* **Given text**
_ _ _ _ _
Red China’s Green Revolution: Technological Innovation, Institutional Change, and Economic Development under the Commune by Joshua Eisenman (2018)

by Horus Tan

The People’s Commune was both a collective farm and a local institution that managed almost all economic and political activities in rural China. It was introduced in China in 1958 and abolished in 1983. Many scholars suggest that the People’s Commune was unproductive because its remuneration system was too egalitarian. According to James Kai-sing Kung , it offered only “a tenuous link between effort and reward. This weakness of incentives led to extensive free-riding behavior, which was cured only by the eventual replacement of the collectives by family farms.”[1] The Chinese Communist Party today shares this perspective. In its official narrative, the People’s Commune was too unproductive to maintain the subsistence of the peasants, and the abolition of the commune was set into motion by a couple of destitute peasants in 1978 who were attempting to improve their living standard. Joshua Eisenman offers a quite different perspective. In Red China’s Green Revolution, he argues that, instead of being an economic failure, the People’s Commune was successful in modernizing agriculture and promoting agricultural productivity during the 1970s. Some top officials of the Chinese Communist Party, not some poor peasants, abolished the People’s Commune in 1983 for their own political gain instead of its economic performance.

Poster of People’s Commune ca. 1958 (via Flickr)
_ _ _ _ _
* **Entries**
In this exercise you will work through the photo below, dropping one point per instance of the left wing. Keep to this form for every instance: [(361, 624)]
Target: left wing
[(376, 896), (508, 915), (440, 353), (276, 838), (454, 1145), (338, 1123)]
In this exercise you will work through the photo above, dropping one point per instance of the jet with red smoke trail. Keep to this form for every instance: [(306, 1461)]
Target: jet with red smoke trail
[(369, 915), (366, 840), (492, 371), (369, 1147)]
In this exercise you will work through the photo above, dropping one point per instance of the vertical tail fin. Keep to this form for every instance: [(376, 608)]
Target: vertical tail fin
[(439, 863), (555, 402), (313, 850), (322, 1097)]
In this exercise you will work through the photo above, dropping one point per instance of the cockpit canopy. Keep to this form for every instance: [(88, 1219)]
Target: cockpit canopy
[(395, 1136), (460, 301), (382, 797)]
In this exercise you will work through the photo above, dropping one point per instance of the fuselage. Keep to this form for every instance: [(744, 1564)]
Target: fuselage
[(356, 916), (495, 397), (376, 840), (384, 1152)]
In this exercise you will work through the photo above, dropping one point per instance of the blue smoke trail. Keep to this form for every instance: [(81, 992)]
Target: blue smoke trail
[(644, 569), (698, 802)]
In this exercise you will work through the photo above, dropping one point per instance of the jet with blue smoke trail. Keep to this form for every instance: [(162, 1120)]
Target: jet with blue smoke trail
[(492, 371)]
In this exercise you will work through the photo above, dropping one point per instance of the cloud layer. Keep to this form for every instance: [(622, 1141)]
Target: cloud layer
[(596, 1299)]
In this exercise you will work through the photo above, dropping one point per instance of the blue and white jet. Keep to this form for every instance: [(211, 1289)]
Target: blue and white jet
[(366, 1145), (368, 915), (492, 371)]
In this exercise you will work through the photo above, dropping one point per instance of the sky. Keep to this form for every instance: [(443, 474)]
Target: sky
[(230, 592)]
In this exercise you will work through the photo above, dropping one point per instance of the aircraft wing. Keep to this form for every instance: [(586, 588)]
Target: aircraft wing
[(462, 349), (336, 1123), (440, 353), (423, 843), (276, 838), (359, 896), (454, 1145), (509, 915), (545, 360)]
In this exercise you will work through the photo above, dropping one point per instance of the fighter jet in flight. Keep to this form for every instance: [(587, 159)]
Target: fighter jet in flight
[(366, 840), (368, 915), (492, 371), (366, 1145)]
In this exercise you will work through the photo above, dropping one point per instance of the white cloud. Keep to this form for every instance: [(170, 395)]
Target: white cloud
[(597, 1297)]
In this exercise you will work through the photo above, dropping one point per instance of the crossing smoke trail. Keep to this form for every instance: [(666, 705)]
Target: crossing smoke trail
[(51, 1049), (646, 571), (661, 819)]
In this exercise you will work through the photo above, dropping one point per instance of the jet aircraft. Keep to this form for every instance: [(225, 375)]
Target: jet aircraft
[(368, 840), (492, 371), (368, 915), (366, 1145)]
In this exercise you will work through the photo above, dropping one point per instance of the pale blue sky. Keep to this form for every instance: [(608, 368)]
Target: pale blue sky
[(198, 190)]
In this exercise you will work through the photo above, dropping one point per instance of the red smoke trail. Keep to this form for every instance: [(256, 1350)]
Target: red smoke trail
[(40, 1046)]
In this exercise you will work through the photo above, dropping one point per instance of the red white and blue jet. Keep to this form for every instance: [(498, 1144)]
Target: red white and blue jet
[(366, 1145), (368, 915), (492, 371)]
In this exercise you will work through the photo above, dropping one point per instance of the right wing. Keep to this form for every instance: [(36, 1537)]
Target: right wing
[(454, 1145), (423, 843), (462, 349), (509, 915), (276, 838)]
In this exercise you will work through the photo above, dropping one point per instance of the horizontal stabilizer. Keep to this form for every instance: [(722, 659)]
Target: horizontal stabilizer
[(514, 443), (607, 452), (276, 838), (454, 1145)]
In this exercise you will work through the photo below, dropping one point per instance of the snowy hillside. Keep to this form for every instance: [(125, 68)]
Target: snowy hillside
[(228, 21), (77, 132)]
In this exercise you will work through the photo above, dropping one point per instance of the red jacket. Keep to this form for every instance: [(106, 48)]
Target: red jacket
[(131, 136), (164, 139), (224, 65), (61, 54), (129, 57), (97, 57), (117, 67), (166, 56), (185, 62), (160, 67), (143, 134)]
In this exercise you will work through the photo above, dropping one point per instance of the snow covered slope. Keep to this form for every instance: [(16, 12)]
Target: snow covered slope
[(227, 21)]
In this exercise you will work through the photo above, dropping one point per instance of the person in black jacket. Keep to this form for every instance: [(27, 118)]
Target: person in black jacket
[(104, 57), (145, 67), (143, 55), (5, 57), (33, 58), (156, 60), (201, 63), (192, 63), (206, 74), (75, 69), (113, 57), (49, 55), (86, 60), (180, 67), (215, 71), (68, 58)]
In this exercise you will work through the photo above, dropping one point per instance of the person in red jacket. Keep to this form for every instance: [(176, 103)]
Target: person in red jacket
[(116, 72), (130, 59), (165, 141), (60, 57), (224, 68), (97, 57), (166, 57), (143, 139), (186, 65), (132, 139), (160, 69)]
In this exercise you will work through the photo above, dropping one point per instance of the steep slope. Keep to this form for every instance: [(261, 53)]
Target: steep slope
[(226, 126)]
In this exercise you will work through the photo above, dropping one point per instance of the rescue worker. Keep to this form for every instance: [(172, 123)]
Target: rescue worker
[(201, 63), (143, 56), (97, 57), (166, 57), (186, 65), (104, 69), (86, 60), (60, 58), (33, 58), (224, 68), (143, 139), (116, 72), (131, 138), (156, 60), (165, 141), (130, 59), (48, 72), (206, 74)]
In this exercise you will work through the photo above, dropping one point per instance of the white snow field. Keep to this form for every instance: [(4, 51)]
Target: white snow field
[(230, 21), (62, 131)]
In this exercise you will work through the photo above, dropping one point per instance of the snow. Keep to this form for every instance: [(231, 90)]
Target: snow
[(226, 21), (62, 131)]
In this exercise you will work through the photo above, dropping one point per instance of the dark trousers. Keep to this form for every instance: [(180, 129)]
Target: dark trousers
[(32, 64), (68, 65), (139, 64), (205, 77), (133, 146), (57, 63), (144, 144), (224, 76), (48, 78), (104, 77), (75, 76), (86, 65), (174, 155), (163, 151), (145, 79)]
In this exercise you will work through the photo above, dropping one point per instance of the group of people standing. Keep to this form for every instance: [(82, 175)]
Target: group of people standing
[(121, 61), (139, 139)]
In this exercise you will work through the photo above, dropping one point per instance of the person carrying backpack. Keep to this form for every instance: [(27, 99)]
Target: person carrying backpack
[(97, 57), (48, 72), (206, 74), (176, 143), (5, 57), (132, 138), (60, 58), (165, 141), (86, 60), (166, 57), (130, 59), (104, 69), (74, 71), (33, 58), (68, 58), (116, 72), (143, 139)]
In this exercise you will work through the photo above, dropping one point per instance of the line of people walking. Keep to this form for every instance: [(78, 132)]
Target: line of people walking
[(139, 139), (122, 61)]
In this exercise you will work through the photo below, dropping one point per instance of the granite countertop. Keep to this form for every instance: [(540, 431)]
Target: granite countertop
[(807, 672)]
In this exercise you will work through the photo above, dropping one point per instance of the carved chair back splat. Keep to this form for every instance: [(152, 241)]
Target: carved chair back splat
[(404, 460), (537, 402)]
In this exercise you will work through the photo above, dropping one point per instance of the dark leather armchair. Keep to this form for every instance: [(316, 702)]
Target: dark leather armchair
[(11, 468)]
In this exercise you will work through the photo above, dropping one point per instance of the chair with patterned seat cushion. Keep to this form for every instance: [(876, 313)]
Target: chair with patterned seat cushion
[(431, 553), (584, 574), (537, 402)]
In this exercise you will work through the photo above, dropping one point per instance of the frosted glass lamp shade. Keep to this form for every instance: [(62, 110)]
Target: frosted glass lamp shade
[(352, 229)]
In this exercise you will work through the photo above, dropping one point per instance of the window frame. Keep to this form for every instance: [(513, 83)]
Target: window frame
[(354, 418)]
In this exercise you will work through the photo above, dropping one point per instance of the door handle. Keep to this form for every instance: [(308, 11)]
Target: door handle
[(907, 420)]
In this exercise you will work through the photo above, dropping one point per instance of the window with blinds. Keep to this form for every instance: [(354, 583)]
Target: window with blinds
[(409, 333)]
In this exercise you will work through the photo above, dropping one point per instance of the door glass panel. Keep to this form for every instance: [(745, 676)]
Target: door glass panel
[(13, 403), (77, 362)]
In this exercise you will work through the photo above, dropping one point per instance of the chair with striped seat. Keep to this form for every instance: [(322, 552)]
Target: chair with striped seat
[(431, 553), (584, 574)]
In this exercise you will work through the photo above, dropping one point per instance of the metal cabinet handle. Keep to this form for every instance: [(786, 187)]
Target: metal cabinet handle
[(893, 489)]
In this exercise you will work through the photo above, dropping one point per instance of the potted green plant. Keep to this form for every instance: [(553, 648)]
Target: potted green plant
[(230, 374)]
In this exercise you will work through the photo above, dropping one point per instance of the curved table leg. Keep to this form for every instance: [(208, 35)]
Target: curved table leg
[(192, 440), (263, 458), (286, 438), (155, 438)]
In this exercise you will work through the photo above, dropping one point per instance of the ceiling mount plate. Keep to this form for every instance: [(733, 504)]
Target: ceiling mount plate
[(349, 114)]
_ _ _ _ _
* **Parts of the exercise**
1. In the book review, in what year was the People's Commune introduced in China, and in what year was it abolished?
2. Drawing on the book review, explain why many scholars regard the People's Commune as unproductive.
3. Continue the book review from its final line, in the same formal register.

* **Answers in order**
1. It was introduced in 1958 and abolished in 1983.

2. They hold that its remuneration system was too egalitarian. In James Kai-sing Kung's words, it offered only a tenuous link between effort and reward, and this weakness of incentives led to extensive free-riding.

3.
Eisenman’s foremost conclusion is that the People’s Commune of the 1970s can be considered productive because of its ability to generate investment. Eisenman found that the People’s Commune was not a rigid institution. When it was introduced in 1958, it was indeed a disastrous failure and led to the famine of the Great Leap Forward (1958-1961). However, it experienced a dramatic transformation in the 1960s. By the 1970s, the People’s Commune, which Eisenman called the “Green Revolution Commune,” was successful in raising the agricultural productivity in China. One of the biggest problems agriculture in China faced before the introduction of the People’s Commune was the lack of capital. In a country with scarce capital and an unlimited labor force living just above subsistence level, it was hard to cut consumption and increase saving rates, in order to make productive investments to take advantage of high returns to capital. The People’s Commune of the 1970s extracted agricultural surplus before produce was distributed among the peasants. In other words, the peasants were taxed before they got their income. This system enabled the commune to “reduce consumption and ensure the high savings rates necessary to finance agricultural modernization.” Unlike the People’s Commune of 1958, which invested household savings in poor quality capital and caused the most catastrophic famine in human history, the People’s Commune of the 1970s turned savings into productive investments like agricultural machinery and chemical fertilizer. It kickstarted a continuous development process that produced rapid growth in food production. At the same time, the People’s Commune of the 1970s tolerated the existence of private sideline plots, cottage enterprises, and rural markets. This tolerance helped the peasants maintain their lives above the subsistence level and avoid the over-extraction which took place in the People’s Commune of 1958.

Mao Zedong shakes hands with Peoples commune workers ca. 1958 (via. Wikimedia)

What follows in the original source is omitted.